Plant Synthetic Biology: Design, Quantification and Amplification of a Cell Type Specific Synthetic Genetic Circuit in Arabidopsis

Synthetic biologists can utilize plants as platforms to create photosynthetically driven and self-sustainable genetic circuits. Furthermore, there are many downstream applications for rationally designed plants. Although plants are excellent platforms, issues and unpredictability arise from the innate complexity of multicellularity and its underlying genetic regulation. The ability to quantitatively control gene expression within specific cell types can address some issues arising from multicellularity. In our research, we have developed a genetic circuit with the ability to induce and quantitatively control expression in Arabidopsis thaliana root epidermal cells. Our circuit design uses an externally applied ligand that activates a computationally designed transcriptional response driven by a tissue specific promoter to control output (GFP expression). In addition, we engineered a circuit that adds a positive feedback motif to amplify the system. To quantify the behaviors of these circuits we developed a Matlab program to remove autofluorescence from optical sections captured on a spinning disk confocal micrscope. The program subsequently defines a region of interest, and computes the mean log pixel intensity of the GFP signal within the region. We will present results describing our data to date and on-going work showing this genetic circuit is highly specific for the cell type (root epidermis), fully controllable with the external ligand, and capable of amplification with the positive feedback circuit. The concepts and components of these circuits can be implemented in future designs to engineer and produce plants with more predictable behavior affording the operator greater control.

**Recorded data**
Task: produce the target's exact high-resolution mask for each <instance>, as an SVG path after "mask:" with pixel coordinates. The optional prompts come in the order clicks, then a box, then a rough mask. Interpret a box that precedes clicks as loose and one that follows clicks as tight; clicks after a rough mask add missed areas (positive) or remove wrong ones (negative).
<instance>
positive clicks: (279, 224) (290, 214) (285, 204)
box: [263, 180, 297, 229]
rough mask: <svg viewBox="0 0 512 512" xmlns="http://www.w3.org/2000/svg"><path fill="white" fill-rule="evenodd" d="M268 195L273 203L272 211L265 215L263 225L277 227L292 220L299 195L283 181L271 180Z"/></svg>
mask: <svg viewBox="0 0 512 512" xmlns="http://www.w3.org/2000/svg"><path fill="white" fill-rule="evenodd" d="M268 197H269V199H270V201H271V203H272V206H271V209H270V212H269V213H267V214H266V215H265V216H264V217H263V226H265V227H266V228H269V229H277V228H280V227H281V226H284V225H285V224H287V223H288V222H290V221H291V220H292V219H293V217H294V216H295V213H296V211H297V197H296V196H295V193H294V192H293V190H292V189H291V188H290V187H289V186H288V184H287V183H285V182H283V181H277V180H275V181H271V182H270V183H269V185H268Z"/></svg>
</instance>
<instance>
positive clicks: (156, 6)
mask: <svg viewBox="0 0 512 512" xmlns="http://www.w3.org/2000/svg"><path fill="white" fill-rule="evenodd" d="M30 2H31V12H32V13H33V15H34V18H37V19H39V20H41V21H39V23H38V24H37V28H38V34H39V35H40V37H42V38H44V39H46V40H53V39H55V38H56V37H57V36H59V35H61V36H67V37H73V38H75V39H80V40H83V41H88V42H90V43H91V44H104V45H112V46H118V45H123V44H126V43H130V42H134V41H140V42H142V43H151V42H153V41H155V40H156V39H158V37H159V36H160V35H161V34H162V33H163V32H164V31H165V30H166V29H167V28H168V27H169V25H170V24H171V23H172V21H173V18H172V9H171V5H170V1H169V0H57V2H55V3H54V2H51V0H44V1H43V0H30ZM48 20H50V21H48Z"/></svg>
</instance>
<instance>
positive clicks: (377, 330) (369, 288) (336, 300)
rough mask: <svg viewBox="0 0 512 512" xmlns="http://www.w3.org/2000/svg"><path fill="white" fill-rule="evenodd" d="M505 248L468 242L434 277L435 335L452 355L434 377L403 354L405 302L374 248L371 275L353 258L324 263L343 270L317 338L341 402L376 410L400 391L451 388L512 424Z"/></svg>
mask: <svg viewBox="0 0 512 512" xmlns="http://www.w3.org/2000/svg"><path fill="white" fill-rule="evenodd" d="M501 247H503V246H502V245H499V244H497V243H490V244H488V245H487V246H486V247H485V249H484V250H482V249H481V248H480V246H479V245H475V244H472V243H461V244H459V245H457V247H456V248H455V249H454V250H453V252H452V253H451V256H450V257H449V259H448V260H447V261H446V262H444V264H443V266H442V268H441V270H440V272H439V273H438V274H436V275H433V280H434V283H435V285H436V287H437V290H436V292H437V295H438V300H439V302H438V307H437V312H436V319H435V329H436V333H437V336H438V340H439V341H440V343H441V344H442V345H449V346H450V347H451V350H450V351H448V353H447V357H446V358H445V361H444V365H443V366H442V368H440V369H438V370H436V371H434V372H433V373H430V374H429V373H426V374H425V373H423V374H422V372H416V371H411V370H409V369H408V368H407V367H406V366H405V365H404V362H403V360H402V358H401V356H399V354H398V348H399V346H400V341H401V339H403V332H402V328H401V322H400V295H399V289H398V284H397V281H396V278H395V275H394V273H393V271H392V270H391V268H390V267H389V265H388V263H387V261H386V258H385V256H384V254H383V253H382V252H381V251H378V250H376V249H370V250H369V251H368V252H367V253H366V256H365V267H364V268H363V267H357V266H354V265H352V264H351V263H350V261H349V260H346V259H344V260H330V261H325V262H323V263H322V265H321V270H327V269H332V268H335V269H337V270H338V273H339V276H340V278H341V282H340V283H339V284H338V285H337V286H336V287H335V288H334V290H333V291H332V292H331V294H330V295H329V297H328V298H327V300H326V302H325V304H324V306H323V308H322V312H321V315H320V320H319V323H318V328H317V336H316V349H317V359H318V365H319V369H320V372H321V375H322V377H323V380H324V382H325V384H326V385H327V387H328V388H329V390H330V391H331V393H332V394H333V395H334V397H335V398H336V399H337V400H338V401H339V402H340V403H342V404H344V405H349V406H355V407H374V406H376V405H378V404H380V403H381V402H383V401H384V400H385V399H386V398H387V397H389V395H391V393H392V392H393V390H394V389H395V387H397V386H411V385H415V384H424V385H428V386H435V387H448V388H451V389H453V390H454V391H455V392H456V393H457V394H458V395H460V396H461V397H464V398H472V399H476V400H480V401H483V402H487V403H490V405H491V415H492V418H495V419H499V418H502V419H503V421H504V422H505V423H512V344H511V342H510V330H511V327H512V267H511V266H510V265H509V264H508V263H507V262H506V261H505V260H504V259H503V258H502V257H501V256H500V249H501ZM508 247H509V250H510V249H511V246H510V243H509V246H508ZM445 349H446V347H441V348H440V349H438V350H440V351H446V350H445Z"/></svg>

**Assignment**
Translate this sentence from the plant synthetic biology abstract into Spanish: "In addition, we engineered a circuit that adds a positive feedback motif to amplify the system."

**Solution below**
Además, diseñamos un circuito que añade un motivo de retroalimentación positiva para amplificar el sistema.